**WHAT TO DO**
Write out the entries again, starting at the line containing "Task: identify the heuchera" and ending with the last entry, replacing "heuchera plant" with "heuchera clump" and keeping everything else the same.

Entries taken from a collection

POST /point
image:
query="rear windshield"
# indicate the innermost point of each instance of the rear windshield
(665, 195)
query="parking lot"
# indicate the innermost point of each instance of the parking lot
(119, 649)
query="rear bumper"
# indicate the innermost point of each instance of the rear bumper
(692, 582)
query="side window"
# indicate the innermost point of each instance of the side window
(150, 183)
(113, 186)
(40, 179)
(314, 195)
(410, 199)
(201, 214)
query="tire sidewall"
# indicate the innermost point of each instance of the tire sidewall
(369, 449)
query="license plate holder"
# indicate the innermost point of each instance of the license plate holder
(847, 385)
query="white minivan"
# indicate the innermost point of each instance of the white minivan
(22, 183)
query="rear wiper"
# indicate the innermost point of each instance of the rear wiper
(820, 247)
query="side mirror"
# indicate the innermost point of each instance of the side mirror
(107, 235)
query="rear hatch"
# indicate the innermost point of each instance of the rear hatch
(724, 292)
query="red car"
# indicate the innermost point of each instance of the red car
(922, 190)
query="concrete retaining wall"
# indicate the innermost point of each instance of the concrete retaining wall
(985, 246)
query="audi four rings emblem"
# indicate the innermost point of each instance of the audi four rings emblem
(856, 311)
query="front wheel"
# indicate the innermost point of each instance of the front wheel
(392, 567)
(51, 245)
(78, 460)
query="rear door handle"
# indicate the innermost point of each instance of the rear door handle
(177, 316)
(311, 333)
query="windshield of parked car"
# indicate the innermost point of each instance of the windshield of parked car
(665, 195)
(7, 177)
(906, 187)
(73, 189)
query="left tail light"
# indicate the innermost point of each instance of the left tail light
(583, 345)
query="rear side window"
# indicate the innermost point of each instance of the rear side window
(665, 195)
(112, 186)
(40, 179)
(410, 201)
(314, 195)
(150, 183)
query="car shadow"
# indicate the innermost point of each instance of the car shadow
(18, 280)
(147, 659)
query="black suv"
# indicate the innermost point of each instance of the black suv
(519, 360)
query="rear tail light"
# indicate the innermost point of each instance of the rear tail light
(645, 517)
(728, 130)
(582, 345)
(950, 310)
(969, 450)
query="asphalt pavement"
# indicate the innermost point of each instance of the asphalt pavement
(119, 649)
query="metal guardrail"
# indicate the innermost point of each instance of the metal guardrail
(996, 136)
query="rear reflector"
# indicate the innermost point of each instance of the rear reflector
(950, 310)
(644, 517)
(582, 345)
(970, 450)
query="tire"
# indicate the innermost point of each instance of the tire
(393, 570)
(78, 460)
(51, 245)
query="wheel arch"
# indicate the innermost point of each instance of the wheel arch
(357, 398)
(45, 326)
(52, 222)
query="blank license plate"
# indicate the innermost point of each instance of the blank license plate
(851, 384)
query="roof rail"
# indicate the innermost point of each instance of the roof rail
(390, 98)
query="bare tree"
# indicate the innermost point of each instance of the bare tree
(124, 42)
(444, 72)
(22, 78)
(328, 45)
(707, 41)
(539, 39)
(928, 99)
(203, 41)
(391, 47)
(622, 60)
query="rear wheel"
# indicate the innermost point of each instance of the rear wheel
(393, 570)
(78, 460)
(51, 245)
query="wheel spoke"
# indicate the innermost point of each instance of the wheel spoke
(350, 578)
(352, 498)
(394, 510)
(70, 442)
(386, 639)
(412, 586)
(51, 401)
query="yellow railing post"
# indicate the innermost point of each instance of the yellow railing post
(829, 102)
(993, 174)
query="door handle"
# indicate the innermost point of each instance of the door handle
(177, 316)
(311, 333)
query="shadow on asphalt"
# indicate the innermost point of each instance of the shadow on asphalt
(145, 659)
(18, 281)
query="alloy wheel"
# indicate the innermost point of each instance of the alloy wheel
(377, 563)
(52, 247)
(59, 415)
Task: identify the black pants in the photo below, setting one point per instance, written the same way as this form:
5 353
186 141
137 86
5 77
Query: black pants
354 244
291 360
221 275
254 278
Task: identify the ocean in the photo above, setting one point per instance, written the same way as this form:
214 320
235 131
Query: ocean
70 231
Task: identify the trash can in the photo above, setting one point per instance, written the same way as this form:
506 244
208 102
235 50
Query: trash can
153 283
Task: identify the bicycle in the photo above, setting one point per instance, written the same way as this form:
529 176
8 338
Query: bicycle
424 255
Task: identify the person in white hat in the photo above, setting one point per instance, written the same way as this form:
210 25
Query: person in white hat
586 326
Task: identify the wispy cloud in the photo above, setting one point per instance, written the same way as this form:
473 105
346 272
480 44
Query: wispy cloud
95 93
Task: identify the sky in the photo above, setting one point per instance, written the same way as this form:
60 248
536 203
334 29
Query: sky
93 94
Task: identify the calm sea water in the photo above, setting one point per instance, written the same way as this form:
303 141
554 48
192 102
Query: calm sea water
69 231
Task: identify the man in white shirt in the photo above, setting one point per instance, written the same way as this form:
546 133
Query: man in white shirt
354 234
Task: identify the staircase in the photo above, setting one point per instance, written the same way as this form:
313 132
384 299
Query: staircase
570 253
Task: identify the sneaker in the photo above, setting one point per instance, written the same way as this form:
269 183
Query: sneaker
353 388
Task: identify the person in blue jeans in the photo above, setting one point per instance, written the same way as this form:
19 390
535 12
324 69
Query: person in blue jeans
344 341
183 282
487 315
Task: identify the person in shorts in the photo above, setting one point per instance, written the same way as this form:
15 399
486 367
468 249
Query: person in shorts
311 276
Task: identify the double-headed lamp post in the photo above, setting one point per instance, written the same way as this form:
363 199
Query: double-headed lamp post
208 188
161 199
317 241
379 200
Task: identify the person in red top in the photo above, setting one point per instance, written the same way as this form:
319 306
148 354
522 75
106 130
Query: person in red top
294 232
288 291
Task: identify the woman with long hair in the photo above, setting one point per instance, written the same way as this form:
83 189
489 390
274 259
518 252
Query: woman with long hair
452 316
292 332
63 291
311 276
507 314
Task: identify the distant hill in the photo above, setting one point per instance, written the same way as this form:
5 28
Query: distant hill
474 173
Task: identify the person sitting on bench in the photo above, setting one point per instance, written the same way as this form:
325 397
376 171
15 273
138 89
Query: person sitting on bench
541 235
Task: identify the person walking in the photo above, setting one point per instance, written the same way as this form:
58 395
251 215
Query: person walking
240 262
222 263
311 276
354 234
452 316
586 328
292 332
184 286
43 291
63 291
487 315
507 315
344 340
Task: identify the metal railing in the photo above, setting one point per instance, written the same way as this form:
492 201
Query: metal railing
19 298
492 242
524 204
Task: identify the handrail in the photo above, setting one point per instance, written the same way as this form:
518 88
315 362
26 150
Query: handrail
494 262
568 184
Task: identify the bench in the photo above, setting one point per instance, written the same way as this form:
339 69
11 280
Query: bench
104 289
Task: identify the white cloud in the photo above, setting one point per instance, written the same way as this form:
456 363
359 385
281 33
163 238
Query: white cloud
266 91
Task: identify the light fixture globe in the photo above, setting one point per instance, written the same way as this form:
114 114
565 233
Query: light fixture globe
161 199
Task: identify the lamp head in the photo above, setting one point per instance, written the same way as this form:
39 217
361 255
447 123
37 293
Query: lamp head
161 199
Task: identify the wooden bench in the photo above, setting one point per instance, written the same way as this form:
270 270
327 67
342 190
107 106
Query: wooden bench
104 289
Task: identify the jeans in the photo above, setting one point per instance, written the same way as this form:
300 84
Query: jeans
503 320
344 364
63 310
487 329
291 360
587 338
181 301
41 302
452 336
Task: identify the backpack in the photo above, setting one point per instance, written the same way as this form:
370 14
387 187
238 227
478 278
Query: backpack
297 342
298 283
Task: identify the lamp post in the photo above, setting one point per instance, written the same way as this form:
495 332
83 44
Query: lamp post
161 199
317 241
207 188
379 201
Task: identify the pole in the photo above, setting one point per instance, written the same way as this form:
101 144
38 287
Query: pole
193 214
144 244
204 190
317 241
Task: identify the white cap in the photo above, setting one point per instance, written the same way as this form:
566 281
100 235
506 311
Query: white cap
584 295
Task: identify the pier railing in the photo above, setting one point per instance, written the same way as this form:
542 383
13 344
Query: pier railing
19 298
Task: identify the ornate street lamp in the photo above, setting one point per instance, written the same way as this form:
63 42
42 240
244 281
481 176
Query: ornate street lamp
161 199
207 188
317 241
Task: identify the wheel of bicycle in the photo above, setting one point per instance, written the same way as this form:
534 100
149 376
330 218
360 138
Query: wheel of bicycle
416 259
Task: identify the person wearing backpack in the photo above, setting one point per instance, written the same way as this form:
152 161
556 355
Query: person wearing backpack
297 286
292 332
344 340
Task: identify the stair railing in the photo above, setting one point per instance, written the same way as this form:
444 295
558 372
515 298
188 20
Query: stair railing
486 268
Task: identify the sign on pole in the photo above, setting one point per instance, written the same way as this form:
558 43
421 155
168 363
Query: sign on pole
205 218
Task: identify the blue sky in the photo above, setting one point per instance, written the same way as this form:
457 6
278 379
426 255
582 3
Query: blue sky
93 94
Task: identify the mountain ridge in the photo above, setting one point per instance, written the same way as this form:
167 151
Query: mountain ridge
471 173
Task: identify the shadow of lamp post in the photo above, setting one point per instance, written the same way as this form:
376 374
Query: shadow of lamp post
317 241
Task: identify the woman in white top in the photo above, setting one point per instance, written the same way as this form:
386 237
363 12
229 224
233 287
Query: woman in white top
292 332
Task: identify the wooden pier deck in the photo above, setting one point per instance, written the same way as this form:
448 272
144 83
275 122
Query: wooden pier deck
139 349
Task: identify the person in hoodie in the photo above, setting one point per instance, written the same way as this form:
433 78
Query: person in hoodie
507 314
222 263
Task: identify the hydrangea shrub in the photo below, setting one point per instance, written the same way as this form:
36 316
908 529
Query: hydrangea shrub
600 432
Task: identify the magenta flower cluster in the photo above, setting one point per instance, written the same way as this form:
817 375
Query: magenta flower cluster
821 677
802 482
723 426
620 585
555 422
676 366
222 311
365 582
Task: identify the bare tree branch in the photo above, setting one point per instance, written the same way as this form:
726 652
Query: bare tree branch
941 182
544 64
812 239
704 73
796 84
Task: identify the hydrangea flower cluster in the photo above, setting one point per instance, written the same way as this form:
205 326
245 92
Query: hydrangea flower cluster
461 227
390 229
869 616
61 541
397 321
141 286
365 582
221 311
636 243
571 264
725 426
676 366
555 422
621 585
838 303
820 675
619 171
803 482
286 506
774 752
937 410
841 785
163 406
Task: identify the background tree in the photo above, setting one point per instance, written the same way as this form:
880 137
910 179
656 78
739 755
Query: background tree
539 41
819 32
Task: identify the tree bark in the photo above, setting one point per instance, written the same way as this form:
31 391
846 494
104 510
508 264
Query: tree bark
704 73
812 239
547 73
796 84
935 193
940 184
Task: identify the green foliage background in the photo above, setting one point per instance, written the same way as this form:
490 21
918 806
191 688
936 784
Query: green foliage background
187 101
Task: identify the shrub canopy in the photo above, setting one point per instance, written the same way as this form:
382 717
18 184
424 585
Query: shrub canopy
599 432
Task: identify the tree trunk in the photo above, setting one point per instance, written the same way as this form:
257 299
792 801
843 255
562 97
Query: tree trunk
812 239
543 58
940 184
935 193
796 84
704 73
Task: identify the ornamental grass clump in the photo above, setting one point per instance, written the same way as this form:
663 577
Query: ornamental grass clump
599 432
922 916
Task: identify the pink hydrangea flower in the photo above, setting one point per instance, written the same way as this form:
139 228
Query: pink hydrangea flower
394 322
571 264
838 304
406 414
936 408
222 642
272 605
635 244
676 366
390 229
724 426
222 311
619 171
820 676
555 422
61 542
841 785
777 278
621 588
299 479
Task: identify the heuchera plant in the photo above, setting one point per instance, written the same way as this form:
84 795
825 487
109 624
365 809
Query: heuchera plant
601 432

**EXERCISE RESULT**
Task: identify the heuchera clump in the photo above, setting one point per instance, written the same way as this form:
84 795
825 487
109 624
365 809
Query: heuchera clump
601 432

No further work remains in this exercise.